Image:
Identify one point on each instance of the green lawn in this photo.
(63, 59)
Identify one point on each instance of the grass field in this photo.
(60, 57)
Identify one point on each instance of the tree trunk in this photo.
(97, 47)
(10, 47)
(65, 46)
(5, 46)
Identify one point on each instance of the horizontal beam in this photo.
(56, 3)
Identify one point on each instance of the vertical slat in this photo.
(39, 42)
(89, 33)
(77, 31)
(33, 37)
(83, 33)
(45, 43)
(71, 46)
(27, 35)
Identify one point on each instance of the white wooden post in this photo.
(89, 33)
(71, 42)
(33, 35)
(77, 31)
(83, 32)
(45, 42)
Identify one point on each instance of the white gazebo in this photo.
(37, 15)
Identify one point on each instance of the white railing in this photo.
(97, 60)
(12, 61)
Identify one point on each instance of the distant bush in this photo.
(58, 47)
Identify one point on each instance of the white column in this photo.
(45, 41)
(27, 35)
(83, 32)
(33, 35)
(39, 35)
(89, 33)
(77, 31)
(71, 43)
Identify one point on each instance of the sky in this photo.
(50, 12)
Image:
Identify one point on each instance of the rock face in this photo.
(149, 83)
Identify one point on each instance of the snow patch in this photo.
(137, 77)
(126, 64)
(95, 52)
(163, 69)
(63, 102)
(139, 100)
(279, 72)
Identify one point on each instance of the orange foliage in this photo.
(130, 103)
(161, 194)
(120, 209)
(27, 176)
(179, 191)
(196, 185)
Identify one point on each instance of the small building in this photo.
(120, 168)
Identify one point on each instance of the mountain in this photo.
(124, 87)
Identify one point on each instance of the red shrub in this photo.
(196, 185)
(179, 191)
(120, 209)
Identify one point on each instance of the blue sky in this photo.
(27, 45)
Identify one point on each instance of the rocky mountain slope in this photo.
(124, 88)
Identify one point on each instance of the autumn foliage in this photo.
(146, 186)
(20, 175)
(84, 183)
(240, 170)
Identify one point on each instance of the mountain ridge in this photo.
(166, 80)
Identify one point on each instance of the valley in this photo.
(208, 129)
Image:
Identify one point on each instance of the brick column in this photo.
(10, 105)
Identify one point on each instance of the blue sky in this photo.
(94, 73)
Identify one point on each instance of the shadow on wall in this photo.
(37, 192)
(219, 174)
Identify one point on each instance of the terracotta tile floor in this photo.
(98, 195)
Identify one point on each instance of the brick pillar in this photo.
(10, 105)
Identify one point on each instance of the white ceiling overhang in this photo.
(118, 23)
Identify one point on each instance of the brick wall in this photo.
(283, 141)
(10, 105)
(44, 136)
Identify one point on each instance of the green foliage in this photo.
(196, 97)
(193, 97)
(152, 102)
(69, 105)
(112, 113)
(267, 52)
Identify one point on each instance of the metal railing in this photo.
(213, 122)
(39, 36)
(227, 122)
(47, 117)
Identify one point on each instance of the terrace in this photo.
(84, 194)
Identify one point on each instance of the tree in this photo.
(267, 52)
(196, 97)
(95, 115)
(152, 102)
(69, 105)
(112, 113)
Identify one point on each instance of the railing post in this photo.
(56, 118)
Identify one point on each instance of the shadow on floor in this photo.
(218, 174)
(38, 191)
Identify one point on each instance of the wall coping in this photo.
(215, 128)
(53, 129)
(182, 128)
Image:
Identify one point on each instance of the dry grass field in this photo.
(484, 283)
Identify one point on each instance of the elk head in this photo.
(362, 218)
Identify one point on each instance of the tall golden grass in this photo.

* * * * * * * * *

SET TASK: Set all of the entries down again, exactly as they were given.

THE SOLUTION:
Image:
Identify one point on each instance of the green lawn in this photo.
(63, 59)
Identify one point on each instance of the grass field in this photo.
(60, 57)
Identify one point on each instance of the tree trunk in this photo.
(97, 47)
(10, 47)
(65, 46)
(5, 46)
Identify one point on each instance of the horizontal beam in this photo.
(56, 3)
Identify one point on each instance of the vertical slat in this photo.
(39, 42)
(89, 33)
(77, 31)
(33, 37)
(83, 33)
(45, 43)
(71, 46)
(27, 35)
Identify one point on each instance of the white wooden post in this photo.
(89, 33)
(71, 42)
(33, 35)
(77, 31)
(83, 32)
(45, 42)
Identify one point on each instance of the white gazebo in this photo.
(37, 15)
Identify one point on each instance of the white railing in this photo.
(97, 60)
(12, 61)
Identify one point on each instance of the distant bush in this photo.
(58, 47)
Identify one point on each instance of the white column in this photo.
(45, 41)
(27, 35)
(83, 32)
(33, 35)
(39, 35)
(89, 33)
(77, 31)
(71, 43)
Identify one point on each instance of the sky in this photo.
(50, 12)
Image:
Identify one point on each instance of the rock face in this photo.
(149, 83)
Identify one point on each instance of the snow patch in this photo.
(137, 77)
(126, 64)
(95, 52)
(163, 69)
(63, 102)
(139, 100)
(279, 72)
Identify one point on each instance of the orange foliage in this photo.
(130, 103)
(161, 194)
(120, 209)
(27, 176)
(179, 191)
(196, 185)
Identify one point on each instance of the small building in this photo.
(120, 168)
Identify one point on each instance of the mountain in this photo.
(124, 87)
Identify one point on each instance of the red shrub in this photo.
(196, 185)
(179, 191)
(120, 209)
Identify one point on each instance of the blue sky in this photo.
(27, 45)
Identify one point on each instance of the rocky mountain slope in this photo.
(124, 88)
Identify one point on each instance of the autumn foliage in this photo.
(146, 186)
(20, 175)
(84, 183)
(240, 170)
Identify one point on each instance of the mountain ridge in this photo.
(166, 80)
Identify one point on each instance of the valley in this photo.
(208, 129)
Image:
Identify one point on each instance of the brick column in this photo.
(10, 105)
Identify one point on each instance of the blue sky in this photo.
(94, 73)
Identify one point on each instance of the shadow on wall in this photo.
(37, 192)
(219, 174)
Identify one point on each instance of the terracotta tile floor in this photo.
(98, 195)
Identify one point on each instance of the brick pillar in this photo.
(10, 105)
Identify one point on each instance of the white ceiling overhang in this photo.
(118, 23)
Identify one point on each instance of the brick wall in this photo.
(283, 141)
(10, 105)
(44, 136)
Identify one point on each instance of the green foliage in this photo.
(196, 97)
(193, 97)
(152, 102)
(69, 105)
(112, 113)
(267, 52)
Identify one point on each instance of the metal railing in this photo.
(213, 122)
(39, 36)
(227, 122)
(47, 117)
Identify one point on each instance of the terrace in this photo.
(84, 194)
Identify one point on each instance of the tree in this photo.
(267, 52)
(196, 97)
(95, 115)
(152, 102)
(69, 105)
(112, 113)
Identify one point on each instance of the railing post in this photo.
(56, 118)
Identify one point on each instance of the shadow on floor in this photo.
(218, 174)
(38, 191)
Identify one point on each instance of the wall coping in this photo.
(215, 128)
(53, 129)
(182, 128)
Image:
Identify one point on each instance of the dry grass field in this photo.
(484, 283)
Identify one point on each instance of the elk head in this photo.
(362, 218)
Identify one point on each instance of the tall golden grass in this photo.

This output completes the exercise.